TEXT SEGMENT:
▼
It’s hard to believe but it’s true

By Alfred Sasako.

 

CAN you imagine growing rice in seawater? Many of us will find it hard to believe it but it’s true. After years of research, Chinese scientists have put rice grown in seawater on the nation’s tables, according to news dispatches from China, whose leadership has begun its Congress in Beijing today (Wednesday).

Salt-resistant species could boost country’s rice harvest by nearly 20 per cent, top researcher says.

Rice grown on a commercial scale in diluted seawater has, for the first time, made it into the rice bowls of ordinary Chinese people after a breakthrough in food production following more than four decades of efforts by farmers, researchers, government agencies and businesses.

Given that rice is a staple food in Solomon Islands, I have decided to use this article about this.

Ning Meng bought a bag of the rice online and had it delivered to the family of her boyfriend early this month. Her boyfriend was living with his parents in a city in Zhejiang province, and the rice was a gift to her future in-laws.

On the evening of the Mid-Autumn Festival, they gathered around the rice cooker. The lid lifted, releasing a puff of steam and fragrance that made everyone take a breath.

“I could tell one grain from the other in my mouth,” said Ning, who gave it a top satisfaction rating. “My boyfriend said it was like the braised rice he had back in his village. It is very good.”

The rice was not grown in traditional rice paddy, where fields are filled with fresh water, but on a salty beach on the Yellow Sea coast in Qingdao, Shandong.

China has one million square kilometres of waste land, an area the size of Ethiopia, where plants struggle to grow because of high salinity or alkalinity levels in the soil.

Agricultural scientist Yuan Longping, known as China’s “father of hybrid rice”, told mainland media that if a tenth of such areas were planted with rice species resistant to salt, they could boost China’s rice production by nearly 20 per cent.

They could produce 50 million tonnes of food, enough to feed 200 million people, he said.

A research team led by Yuan, 87, recently doubled the output of seawater rice, which in the past was too low for large-scale production.

In the mid-1970s, worrying about how to feed the world’s largest, and rapidly growing population, the Chinese government started looking for rice species that could grow in salt-soaked fields.

A major discovery was made by Guangdong-based researcher Chen Risheng, who stumbled on a species of red wild rice near a mangrove forest in Suixi county, Zhanjiang.

After decades of trait selection, cross-breeding and genetic screening, researchers across the country came up with at least eight candidate species, but their productivity remained low, at two tonnes a hectare, just a third that of ordinary rice and insufficient for large-scale planting.

Where did that rice in your bowl originally come from?

Last month, at the nation’s largest seawater rice farm, in Qingdao, the output of Yuan’s seawater rice exceeded 4.5 tonnes a hectare, according to state media reports.

Yuan Ce Biological Technology, a Qingdao-based start-up and business partner of Yuan’s team, said it set up an online shop in August, branding the rice “Yuan Mi” in honour of the project’s chief scientist.

The rice now being sold was harvested last year. This year’s crop will enter barns next month.

Each kilogram of “Yuan Mi” costs 50 yuan (US$7.50), or eight times as much as ordinary rice. It is sold in packs weighing 1kg, 2kg, 5kg and 10kg.

Nearly 1,000 people placed an order last month, and six tonnes of the rice had been sold since August, a Yuan Ce sales manager said.

“Our sales revenue target is 10 million yuan by the end of this year,” he said.
▲
LISTED RECORDS:
▼
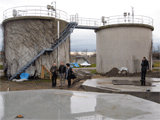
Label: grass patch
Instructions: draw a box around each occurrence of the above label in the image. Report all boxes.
[26,79,52,83]
[73,64,96,68]
[153,63,160,67]
[0,65,3,70]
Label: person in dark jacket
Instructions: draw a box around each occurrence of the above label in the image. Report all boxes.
[50,63,58,87]
[141,57,149,86]
[66,63,73,87]
[59,62,66,86]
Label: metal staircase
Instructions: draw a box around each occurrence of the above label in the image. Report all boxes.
[9,22,77,80]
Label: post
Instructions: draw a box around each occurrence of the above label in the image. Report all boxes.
[57,21,59,39]
[131,6,134,23]
[55,1,57,18]
[57,21,59,65]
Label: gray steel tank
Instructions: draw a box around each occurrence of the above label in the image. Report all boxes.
[96,16,154,73]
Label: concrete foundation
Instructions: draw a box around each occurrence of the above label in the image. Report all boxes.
[96,24,154,73]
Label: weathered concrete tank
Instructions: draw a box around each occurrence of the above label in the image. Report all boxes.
[3,6,70,76]
[96,23,154,73]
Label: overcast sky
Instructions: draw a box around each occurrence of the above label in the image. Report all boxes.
[0,0,160,50]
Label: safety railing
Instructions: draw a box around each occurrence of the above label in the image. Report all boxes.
[70,15,102,27]
[3,6,67,21]
[102,15,153,26]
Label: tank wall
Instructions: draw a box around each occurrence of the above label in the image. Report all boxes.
[96,27,152,73]
[3,17,70,75]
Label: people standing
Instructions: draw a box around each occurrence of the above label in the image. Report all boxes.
[141,57,149,86]
[50,63,58,87]
[66,63,73,87]
[59,62,66,86]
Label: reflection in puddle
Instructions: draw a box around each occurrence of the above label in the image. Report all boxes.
[0,94,4,120]
[71,93,97,114]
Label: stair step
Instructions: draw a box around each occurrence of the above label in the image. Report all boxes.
[9,22,77,80]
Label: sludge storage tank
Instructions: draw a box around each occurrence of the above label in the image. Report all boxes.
[96,16,154,73]
[3,6,70,77]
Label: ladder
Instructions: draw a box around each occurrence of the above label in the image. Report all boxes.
[9,22,77,81]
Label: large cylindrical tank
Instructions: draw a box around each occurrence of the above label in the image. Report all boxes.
[96,23,154,73]
[3,16,70,76]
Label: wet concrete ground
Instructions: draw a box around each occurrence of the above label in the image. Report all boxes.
[0,90,160,120]
[83,77,160,92]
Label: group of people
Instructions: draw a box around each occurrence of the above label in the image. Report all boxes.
[50,57,149,87]
[50,62,73,87]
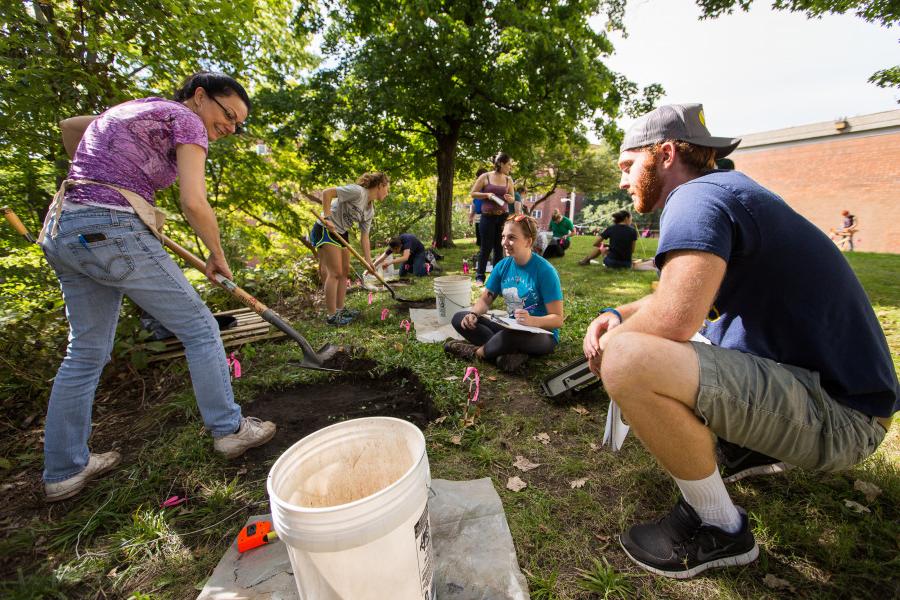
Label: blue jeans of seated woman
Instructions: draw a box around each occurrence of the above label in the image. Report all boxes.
[42,207,241,483]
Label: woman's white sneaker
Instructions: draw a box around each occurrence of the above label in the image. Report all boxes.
[44,451,122,502]
[213,417,275,458]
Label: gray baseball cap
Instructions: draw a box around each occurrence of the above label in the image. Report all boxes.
[619,104,741,158]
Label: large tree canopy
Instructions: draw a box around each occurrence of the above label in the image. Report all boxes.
[293,0,660,244]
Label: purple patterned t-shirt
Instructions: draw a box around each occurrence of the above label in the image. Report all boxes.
[66,98,209,207]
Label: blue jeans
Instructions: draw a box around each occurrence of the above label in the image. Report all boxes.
[42,208,241,483]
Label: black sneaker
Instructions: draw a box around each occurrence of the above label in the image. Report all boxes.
▲
ACTION ITEM: According to the article on seawater rice, how much does each kilogram of "Yuan Mi" cost? The entries are not used for anything here.

ANSWER SPACE: Each kilogram costs 50 yuan (US$7.50), or eight times as much as ordinary rice.